*** Given text ***

October 26, 2012 by JesstheMess
Have you ever taken time to observe the artwork in the sky?
As I pick up my camera, seeking to take note of some of the ways God has revealed himself in creation, I don’t often turn to the sky. And yet, when I get home, the photos I love are those that have captured what I could not see.
The sky above might be noticed when there is a rainbow or a brilliant sunset, yet it has many other moods. It can be dull, dark and ominous, bright with the glare of the sun, clear blue or full of fluffy clouds whipping by… If you live near the coast as I do, this can be an ever-changing canvas throughout the day.
Have you ever stopped to consider what these magnificent artworks are saying?
In the Bible amongst the songs of King David we find a song that celebrates the way God speaks to us, or reveals himself to us. It starts of recounting how the creation speaks of its Maker.
The heavens declare the glory of God,
and the sky above proclaims his handiwork.
Day to day pours out speech,
and night to night reveals knowledge.

*** Entries ***

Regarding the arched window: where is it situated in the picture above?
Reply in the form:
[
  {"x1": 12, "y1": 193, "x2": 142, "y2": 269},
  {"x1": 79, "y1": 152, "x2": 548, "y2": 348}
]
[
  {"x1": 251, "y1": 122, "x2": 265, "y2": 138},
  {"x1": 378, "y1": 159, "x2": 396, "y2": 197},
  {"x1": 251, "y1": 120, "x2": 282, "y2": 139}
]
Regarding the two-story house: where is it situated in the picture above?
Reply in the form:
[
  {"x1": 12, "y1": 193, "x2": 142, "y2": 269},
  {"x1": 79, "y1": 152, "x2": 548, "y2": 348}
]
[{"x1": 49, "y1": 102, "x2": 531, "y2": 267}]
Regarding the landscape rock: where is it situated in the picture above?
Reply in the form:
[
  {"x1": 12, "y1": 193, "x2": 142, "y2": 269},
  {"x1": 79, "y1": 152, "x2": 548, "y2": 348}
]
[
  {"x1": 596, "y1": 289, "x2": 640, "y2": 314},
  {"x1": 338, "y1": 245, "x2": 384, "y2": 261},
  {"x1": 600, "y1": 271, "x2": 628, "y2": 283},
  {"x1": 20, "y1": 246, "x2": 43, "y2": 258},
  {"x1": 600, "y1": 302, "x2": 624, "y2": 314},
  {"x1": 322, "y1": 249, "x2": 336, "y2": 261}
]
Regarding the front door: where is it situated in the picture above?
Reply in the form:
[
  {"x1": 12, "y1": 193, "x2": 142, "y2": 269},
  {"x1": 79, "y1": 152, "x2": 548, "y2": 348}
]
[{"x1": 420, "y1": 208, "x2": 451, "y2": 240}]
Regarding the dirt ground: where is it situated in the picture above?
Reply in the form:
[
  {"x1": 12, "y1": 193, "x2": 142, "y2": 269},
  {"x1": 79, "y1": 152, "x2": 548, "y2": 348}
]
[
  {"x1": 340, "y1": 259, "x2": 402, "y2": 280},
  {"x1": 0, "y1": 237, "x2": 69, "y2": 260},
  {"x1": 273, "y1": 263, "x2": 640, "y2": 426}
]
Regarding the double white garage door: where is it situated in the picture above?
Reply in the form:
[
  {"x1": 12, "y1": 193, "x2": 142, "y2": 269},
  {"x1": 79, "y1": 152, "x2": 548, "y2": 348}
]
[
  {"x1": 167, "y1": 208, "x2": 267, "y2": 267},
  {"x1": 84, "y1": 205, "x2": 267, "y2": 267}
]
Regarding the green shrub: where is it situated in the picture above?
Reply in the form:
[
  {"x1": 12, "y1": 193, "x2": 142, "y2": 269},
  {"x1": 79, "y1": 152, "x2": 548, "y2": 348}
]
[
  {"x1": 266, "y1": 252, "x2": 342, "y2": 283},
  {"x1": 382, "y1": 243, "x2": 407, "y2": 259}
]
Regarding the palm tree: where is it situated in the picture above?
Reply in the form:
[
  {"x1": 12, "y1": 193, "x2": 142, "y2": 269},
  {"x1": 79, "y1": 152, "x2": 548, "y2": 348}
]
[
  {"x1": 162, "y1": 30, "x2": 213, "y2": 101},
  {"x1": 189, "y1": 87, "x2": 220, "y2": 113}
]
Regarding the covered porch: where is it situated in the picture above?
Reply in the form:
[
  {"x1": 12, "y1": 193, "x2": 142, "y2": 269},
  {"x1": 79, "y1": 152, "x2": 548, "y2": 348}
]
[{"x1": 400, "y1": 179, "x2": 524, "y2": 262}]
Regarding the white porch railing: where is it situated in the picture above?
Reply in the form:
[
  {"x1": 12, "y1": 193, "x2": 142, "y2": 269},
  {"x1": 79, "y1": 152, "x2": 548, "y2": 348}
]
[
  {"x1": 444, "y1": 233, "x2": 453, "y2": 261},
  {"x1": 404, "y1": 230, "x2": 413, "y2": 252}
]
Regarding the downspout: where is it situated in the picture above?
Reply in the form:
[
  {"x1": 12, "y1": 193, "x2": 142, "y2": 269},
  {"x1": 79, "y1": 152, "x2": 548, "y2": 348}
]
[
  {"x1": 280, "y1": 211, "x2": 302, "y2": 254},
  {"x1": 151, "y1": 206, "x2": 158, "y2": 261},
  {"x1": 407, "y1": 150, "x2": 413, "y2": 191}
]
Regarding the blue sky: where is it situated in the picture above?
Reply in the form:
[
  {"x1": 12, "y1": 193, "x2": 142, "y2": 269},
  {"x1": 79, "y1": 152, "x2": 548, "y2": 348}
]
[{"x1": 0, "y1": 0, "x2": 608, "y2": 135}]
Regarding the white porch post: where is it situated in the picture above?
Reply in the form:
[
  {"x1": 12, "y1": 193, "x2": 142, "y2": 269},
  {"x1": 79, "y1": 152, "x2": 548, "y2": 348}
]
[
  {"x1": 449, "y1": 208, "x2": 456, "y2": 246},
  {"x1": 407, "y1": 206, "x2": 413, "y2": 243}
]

***

▸ **What you will do**
(a) Condense the paragraph of the post about the sky that begins "The sky above might be noticed" into a short bulleted list that keeps its main facts.
(b) From the rows, pull out every line that contains the word "white".

▸ **Expected outputs**
(a)
- The sky tends to get noticed for a rainbow or a brilliant sunset, but it has many other moods.
- It can be dull, dark and ominous, bright with the sun's glare, clear blue, or full of fluffy clouds whipping by.
- For someone living near the coast, as the writer does, it can be an ever-changing canvas throughout the day.

(b)
Regarding the double white garage door: where is it situated in the picture above?
Regarding the white porch railing: where is it situated in the picture above?
Regarding the white porch post: where is it situated in the picture above?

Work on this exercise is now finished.